-- start --

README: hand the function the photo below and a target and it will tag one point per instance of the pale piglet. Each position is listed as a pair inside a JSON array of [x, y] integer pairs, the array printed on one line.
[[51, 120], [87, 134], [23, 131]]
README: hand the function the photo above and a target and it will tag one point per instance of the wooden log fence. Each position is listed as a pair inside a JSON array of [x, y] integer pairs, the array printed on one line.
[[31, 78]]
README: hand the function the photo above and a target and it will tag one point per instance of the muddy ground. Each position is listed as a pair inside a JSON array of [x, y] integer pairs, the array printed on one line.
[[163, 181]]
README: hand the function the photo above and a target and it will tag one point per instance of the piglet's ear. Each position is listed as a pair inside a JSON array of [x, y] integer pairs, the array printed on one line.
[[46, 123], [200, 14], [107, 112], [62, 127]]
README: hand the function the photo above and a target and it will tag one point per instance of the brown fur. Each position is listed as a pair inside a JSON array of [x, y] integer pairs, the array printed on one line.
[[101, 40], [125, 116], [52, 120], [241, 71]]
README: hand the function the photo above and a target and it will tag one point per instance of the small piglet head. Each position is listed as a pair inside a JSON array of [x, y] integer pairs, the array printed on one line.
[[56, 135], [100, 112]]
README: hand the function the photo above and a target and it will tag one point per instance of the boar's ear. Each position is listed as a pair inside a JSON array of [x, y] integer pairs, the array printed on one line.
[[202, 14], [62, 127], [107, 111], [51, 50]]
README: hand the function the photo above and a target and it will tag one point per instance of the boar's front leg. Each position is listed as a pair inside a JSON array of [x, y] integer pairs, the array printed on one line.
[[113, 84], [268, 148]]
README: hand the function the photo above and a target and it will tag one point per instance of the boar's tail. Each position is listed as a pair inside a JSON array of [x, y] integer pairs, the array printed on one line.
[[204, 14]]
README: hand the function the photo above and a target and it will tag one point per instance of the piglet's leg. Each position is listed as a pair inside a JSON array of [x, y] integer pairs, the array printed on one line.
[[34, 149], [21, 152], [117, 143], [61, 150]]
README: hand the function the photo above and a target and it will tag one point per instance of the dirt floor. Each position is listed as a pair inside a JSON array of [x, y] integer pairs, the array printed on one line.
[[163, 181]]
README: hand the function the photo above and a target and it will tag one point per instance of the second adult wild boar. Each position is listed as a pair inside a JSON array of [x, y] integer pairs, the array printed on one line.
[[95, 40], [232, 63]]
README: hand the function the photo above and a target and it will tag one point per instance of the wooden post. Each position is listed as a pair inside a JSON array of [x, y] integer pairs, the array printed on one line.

-- end --

> **Your objective**: Format the records above as a numbered list, leaving out any blank lines.

> **Exercise answer**:
1. README: hand the function the photo below and a target and it will tag one point per instance of the pale piglet. Each position is listed as a pair inside a JSON array of [x, y] integer pairs, the array printed on one line.
2. [[51, 120], [87, 134], [23, 131]]
3. README: hand the function the photo above and a target and it will tag one point per instance of the wooden log fence. Each position is listed as a pair inside a JSON array of [x, y] integer pairs, the array printed on one line.
4. [[31, 78]]
5. README: hand the function the photo above and a target and it will tag one point per instance of the muddy ground. Each position is listed as a pair inside a JSON array of [x, y] integer pairs, the array printed on one line.
6. [[163, 181]]
7. README: hand the function the photo above and a target and it will tag one point per instance of the piglet's ear. Each position is listed as a pair inside a JSON array of [x, y] integer pairs, the array printed on one line.
8. [[46, 123], [200, 14], [107, 112], [62, 127]]
9. README: hand the function the photo above and a target and it will tag one point per instance of the brown fur. Each position is listed as a pair inside a JSON array of [x, y] integer pairs, the array printed on one line.
10. [[101, 40], [125, 116], [52, 120], [241, 71]]
11. README: hand the function the photo above and a target and it will tag one point per instance of the small piglet head. Each position is listed as a pair inside a JSON array of [x, y] integer pairs, the array printed on one line.
12. [[56, 135], [100, 112]]
13. README: hand the function the photo above and a target and it will tag one point per instance of the boar's ear. Each position is listed as a pair inside a JSON array of [x, y] integer pairs, the array printed on one line.
14. [[202, 14], [62, 127], [107, 111], [51, 50]]
15. README: hand the function the photo above and a target and it will tag one point per instance of the boar's front leg. Each position is listed as a pair inside a JSON array of [x, y] integer pairs, the array printed on one line.
16. [[113, 84], [268, 148]]
17. README: hand the function the photo above and a target and it will tag one point per instance of the boar's tail. Each position is listed as a pair inside a JSON array of [x, y] integer pairs, the array printed on one line.
18. [[204, 14]]
19. README: hand the function the photo above and a target and it will tag one point per instance of the piglet's leg. Each position is listed as a pair inside a JSON array of [x, y] integer pairs, the array printed on one line.
20. [[34, 149], [21, 152], [117, 143], [61, 150]]
21. README: hand the function the photo above and a target and it will tag one point per instance of the dirt floor. Each position is listed as a pair inside a JSON array of [x, y] integer pairs, the array printed on one line.
22. [[163, 181]]
23. README: hand the function the photo above and a target and it will tag one point per instance of the second adult wild boar. Each position is listed as a pair inside a JSON array of [x, y] integer pairs, the array printed on one line.
24. [[95, 40], [232, 63]]
25. README: hand the function the photo above and a target and it will tag one point per instance of the wooden post. Each position is listed as a pair inside a JSON array of [x, y] integer pairs, the array printed on one line.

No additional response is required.